▸ EXTRACT TO READ
● ● ● ●

# Does boiling water really treat it to make it safer than filtered/chlorinated water?

It doesn't seem like it would, but some folks I know are adamant about boiling their water before ingesting it and the online articles I've found on this seem very subjective.

• Perhaps they just like tea. – Jon Custer Jun 9 '16 at 22:23
• Chlorinated water is safe and might be the biggest public health improvement in human history. Before it existed, water was often contaminated with dangerous microbial pathogens like cholera. There were only two ways to guarantee pathogen-free water: mix in alcohol or boil the water. Both kill bugs and both are no longer needed if your water is chlorinated. – matt_black Jun 10 '16 at 9:14
• For countries with an average temperature < 12°C or so, chlorinating is only necessary if your water infrastructure is in bad shape. In Germany it is never done (and forbidden) except as emergency measure after pipe bursts etc. – Karl Aug 25 '16 at 20:29
• @matt_black Chlorinated water tastes bad. I would pick any (safe) alternative if I have the chance. – Jan Sep 9 '16 at 22:25
• Chlorination (free or combined) is not very effective against some pathogens such as cryptosporidium, so it is not a "do-all" treatment option. – prof.kvothe May 9 '17 at 12:57

What do you mean by "safer"? If the water is pure to start, there's no point in boiling it. For mildly contaminated water, chlorination is inexpensive, but can form some toxic halogenated carbon compounds. Boiling is very energy intensive, and may require use of fossil fuels (unless you use a solar water heater). Both eliminate most microorganisms, though there are a few, mostly nonpathogenic ones, such as Deinococcus radioduran and others found at undersea volcanic vents, that can survive radiation, heat and other chemicals. Bacteria have even been found living in the common biocide, povidone-iodine! See this source for more information on biocides.

● ● ● ●

▸ REQUIRED WORK
a - In the boiling-water discussion, reproduce the stretch from "What do you" through "information on biocides.", substituting "grid electricity" for "fossil fuels".
b - Carry on writing the boiling-water discussion, starting after its final sentence.

● ● ● ●

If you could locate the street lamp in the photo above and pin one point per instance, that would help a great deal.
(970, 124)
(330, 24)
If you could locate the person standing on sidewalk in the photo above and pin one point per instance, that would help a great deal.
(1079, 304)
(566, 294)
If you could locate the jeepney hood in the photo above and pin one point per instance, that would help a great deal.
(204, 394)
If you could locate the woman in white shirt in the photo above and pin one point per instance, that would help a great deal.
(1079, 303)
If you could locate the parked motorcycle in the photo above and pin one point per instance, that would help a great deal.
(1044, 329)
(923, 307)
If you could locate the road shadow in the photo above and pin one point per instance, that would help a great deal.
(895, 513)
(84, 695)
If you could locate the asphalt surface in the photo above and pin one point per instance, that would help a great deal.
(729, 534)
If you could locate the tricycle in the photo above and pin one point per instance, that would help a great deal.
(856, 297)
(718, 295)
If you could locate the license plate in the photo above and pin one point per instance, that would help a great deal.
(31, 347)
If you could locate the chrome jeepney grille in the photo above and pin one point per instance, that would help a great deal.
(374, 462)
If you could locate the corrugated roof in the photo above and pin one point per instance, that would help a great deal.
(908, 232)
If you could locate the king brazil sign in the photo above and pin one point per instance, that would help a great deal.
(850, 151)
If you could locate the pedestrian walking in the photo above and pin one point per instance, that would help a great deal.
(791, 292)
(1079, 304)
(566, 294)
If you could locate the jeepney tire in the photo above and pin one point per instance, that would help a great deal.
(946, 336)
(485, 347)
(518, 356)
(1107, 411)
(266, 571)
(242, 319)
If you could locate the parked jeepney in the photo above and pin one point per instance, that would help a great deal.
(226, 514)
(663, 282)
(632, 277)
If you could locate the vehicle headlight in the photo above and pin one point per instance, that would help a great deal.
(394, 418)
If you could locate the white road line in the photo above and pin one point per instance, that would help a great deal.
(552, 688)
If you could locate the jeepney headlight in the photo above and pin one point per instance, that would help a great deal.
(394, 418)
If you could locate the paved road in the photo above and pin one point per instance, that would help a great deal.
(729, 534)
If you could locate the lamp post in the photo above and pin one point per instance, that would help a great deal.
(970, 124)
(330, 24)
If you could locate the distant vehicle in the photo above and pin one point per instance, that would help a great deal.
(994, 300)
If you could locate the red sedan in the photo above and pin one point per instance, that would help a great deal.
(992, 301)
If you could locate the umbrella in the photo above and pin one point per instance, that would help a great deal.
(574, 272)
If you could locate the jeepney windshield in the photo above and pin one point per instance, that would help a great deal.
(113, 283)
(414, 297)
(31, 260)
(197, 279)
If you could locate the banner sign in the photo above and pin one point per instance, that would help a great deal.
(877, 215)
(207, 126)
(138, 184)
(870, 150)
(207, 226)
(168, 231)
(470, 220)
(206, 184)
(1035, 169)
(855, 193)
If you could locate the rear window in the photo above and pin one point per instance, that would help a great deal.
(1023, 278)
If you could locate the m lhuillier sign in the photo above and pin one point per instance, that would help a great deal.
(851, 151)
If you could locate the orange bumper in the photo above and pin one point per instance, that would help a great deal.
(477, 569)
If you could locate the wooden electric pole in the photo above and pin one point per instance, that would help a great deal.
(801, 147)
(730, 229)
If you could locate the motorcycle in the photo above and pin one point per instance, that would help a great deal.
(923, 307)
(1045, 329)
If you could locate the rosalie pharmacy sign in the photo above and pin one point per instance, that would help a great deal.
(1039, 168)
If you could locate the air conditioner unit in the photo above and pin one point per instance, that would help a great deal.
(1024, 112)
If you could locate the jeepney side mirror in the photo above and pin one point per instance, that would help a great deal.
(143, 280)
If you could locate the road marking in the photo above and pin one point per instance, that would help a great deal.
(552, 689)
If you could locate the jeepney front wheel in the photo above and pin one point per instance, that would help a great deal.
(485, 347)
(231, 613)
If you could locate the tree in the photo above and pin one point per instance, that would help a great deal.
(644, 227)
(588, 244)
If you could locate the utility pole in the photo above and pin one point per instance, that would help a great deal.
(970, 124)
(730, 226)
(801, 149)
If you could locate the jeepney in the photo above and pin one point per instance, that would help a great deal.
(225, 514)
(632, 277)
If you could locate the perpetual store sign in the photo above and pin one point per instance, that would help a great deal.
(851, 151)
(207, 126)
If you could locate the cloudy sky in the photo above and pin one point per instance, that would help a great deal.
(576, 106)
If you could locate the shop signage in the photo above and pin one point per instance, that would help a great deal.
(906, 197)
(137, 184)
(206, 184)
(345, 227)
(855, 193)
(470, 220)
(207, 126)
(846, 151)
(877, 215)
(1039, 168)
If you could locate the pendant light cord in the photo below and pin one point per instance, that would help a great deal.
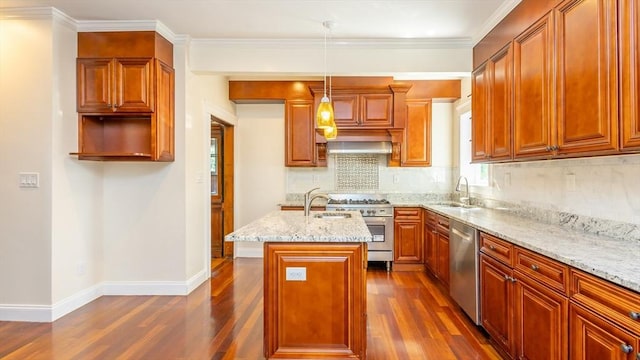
(325, 59)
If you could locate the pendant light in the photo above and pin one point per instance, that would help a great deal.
(325, 116)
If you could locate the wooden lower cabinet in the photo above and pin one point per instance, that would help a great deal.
(408, 234)
(525, 315)
(604, 320)
(436, 245)
(496, 299)
(593, 338)
(315, 300)
(442, 250)
(541, 325)
(430, 238)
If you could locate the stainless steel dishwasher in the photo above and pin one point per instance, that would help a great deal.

● ● ● ●

▸ RESPONSES TO THE TASKS
a -
What do you mean by "safer"? If the water is pure to start, there's no point in boiling it. For mildly contaminated water, chlorination is inexpensive, but can form some toxic halogenated carbon compounds. Boiling is very energy intensive, and may require use of grid electricity (unless you use a solar water heater). Both eliminate most microorganisms, though there are a few, mostly nonpathogenic ones, such as Deinococcus radioduran and others found at undersea volcanic vents, that can survive radiation, heat and other chemicals. Bacteria have even been found living in the common biocide, povidone-iodine! See this source for more information on biocides.

b -
Better alternatives might be ultraviolet sterilization or ozonation.

• Yes, but a boiling alert for eating/drinking is often issued by water companies when contamination of the treated water supply is suspected. It is effective. – MaxW Sep 9 '16 at 16:52
• True, and it is more effective than halogenation or ozonation when water has suspended particulates. It's just not efficient. – DrMoishe Pippik Sep 9 '16 at 22:06

Boiling water will kill potentially dangerous microorganisms, such as the cholera bacterium.

See "Water Disinfection for International and Wilderness Travelers" by Backer et al.

• Welcome to Chemistry.SE! Take the tour to get familiar with this site. Mathematical expressions and equations can be formatted using $\LaTeX$ syntax. For more information in general have a look at the help center. – Martin - マーチン Jun 10 '16 at 5:41

Filtration is not a clear term when used together with water. It could mean anything from getting some macroscopic debris out to a bacteria-withholding microfilter. The most common usages would probably be said microfilter and the filters common in most areas of Germany which reduce water hardness. While the former may be safe, the latter isn’t. Without more information on the filtering technique, we cannot say whether it is safe or not.

Chlorination will pretty reproducibly kill each and every microorganism. However, it cannot destroy all toxic compounds and not do anything with respect to toxic heavy metals.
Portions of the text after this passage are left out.